1 Гегель, лютеранин, довольно спорно стремится связать несчастное или разделенное сознание со средневековым католицизмом, и особенно с его аскетическими идеалами.

Противоречия и разделения, скрытые в самосознании, преодолеваются на третьем этапе "Феноменологии", когда конечный субъект возвышается до всеобщего самосознания. На этом уровне самосознание больше не принимает формы одностороннего сознания самого себя как индивидуального субъекта, подвергающегося угрозе со стороны других самосознающих существ и конфликтующего с ними. Скорее здесь присутствует полное признание самости в себе и других; и это признание, по крайней мере в скрытой форме, является сознанием жизни всеобщего, бесконечного духа в конечных Я и через них, связывающего их вместе, но не отрицающего их. Неявно и несовершенно присутствуя в развитом моральном сознании, для которого единая разумная воля выражается во множестве конкретных моральных назначений в социальном порядке, это осознание тождества в различии, характерное для жизни Абсолюта, достигает более высокого и развернутого выражения в развитом религиозном сознании, для которого единая божественная жизнь внутренне присуща всем Я, заключая их в себе и в то же время утверждая их отдельность. В идее живого единства с Богом преодолено разделение внутри несчастного или расколотого сознания. Подлинное Я больше не представляется в качестве идеала, безнадежно отчужденного от реального Я, а скорее в качестве, так сказать, живого ядра реального Я, выражающегося в его конечных проявлениях и через них.

__ЗАДАНИЕ__
Продублируйте текст о самосознании в «Феноменологии» Гегеля целиком, ничего в нем не меняя. Записи здесь не понадобятся.

__ПРЕДОСТАВЛЕННЫЕ ЗАПИСИ__

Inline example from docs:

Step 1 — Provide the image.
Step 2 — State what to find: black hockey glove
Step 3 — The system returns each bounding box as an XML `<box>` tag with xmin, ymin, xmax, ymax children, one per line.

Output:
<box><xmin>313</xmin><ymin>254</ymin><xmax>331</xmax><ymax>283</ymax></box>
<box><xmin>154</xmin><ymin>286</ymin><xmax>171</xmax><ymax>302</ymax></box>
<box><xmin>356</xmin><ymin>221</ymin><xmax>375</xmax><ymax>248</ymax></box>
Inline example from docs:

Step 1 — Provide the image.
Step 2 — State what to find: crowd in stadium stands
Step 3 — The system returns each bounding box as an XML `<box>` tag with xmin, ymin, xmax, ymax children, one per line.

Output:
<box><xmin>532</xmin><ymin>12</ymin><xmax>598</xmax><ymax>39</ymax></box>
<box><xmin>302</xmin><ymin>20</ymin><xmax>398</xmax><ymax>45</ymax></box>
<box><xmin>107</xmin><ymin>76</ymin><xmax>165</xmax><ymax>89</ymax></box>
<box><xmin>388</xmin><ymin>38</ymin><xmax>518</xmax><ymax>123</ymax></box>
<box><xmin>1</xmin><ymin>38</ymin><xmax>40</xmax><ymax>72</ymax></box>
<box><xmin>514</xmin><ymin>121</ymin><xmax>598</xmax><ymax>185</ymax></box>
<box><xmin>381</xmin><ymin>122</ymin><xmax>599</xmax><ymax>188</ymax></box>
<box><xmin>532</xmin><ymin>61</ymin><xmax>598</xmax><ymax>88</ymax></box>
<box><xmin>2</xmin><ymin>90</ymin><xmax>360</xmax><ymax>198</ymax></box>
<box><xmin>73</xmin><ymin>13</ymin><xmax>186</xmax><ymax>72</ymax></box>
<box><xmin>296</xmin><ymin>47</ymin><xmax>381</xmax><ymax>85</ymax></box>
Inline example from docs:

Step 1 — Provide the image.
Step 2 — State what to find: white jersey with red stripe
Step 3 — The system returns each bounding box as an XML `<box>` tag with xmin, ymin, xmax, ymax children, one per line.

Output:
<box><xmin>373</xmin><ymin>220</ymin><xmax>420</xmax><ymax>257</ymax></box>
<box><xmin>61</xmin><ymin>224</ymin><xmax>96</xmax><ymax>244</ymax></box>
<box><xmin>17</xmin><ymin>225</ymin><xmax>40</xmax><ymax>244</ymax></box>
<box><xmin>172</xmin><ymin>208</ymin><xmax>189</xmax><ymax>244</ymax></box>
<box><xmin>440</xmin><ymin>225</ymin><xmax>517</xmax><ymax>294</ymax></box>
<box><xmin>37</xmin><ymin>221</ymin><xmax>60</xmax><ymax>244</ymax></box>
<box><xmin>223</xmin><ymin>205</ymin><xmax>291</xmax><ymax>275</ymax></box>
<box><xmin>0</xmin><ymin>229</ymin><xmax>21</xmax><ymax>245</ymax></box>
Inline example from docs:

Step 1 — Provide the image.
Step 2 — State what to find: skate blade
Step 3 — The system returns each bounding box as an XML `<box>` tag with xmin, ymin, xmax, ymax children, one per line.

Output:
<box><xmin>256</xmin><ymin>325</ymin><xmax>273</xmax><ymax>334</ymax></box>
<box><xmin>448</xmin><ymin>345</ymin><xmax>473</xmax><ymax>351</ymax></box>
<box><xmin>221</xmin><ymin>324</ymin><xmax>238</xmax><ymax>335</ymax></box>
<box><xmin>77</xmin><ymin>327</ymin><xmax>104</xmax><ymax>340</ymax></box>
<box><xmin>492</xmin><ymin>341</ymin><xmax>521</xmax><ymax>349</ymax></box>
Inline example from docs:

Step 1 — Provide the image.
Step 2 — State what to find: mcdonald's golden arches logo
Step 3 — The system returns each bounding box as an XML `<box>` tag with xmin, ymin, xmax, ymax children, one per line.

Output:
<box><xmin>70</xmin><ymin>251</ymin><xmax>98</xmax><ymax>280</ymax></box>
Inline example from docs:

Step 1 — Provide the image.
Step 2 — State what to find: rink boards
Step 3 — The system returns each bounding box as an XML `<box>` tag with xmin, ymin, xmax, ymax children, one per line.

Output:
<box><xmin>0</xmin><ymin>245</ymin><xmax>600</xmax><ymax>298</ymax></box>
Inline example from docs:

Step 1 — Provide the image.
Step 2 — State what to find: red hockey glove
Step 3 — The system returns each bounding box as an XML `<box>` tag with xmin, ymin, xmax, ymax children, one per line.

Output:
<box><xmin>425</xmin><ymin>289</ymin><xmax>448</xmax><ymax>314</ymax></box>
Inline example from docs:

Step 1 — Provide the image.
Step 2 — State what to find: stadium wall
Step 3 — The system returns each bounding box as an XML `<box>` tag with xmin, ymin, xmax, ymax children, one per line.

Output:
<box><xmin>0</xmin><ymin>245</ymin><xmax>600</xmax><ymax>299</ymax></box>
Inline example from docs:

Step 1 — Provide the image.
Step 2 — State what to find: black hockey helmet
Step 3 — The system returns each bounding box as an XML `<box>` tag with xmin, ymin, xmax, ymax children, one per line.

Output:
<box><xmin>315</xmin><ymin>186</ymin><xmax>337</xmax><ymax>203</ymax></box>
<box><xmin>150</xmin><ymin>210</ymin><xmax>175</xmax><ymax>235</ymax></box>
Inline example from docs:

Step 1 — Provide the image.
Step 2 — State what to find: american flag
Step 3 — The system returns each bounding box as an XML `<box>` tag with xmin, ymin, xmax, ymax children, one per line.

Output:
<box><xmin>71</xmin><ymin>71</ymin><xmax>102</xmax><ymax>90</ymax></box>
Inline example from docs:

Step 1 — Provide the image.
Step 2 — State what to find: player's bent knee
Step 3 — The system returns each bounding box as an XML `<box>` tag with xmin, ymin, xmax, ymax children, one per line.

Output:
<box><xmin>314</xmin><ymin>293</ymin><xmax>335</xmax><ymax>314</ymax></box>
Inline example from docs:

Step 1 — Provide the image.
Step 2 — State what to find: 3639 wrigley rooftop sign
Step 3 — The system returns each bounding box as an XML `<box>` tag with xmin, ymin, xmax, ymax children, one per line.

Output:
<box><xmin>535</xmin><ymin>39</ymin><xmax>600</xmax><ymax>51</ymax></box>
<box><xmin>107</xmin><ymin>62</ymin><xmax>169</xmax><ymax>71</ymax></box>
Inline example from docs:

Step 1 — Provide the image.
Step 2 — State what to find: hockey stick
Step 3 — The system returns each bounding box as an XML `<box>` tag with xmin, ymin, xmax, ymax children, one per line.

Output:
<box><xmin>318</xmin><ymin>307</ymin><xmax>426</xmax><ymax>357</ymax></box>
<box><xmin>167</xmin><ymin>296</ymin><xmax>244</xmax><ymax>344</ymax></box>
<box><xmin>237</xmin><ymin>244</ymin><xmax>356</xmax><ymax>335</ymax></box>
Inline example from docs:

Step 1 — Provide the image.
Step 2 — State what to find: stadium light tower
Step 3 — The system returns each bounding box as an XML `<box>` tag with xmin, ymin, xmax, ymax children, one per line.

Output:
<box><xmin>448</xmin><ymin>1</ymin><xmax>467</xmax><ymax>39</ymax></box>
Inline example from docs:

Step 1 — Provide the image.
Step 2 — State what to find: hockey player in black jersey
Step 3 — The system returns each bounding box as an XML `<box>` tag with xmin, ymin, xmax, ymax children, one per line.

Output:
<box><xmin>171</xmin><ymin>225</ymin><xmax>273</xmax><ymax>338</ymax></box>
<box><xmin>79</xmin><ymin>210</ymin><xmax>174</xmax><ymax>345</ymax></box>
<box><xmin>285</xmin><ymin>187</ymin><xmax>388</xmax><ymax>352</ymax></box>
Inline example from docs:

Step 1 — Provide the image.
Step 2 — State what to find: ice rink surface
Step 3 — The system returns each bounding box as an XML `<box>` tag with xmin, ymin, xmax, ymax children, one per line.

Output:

__ОТВЕТ__
1 Гегель, лютеранин, довольно спорно стремится связать несчастное или разделенное сознание со средневековым католицизмом, и особенно с его аскетическими идеалами.

Противоречия и разделения, скрытые в самосознании, преодолеваются на третьем этапе "Феноменологии", когда конечный субъект возвышается до всеобщего самосознания. На этом уровне самосознание больше не принимает формы одностороннего сознания самого себя как индивидуального субъекта, подвергающегося угрозе со стороны других самосознающих существ и конфликтующего с ними. Скорее здесь присутствует полное признание самости в себе и других; и это признание, по крайней мере в скрытой форме, является сознанием жизни всеобщего, бесконечного духа в конечных Я и через них, связывающего их вместе, но не отрицающего их. Неявно и несовершенно присутствуя в развитом моральном сознании, для которого единая разумная воля выражается во множестве конкретных моральных назначений в социальном порядке, это осознание тождества в различии, характерное для жизни Абсолюта, достигает более высокого и развернутого выражения в развитом религиозном сознании, для которого единая божественная жизнь внутренне присуща всем Я, заключая их в себе и в то же время утверждая их отдельность. В идее живого единства с Богом преодолено разделение внутри несчастного или расколотого сознания. Подлинное Я больше не представляется в качестве идеала, безнадежно отчужденного от реального Я, а скорее в качестве, так сказать, живого ядра реального Я, выражающегося в его конечных проявлениях и через них.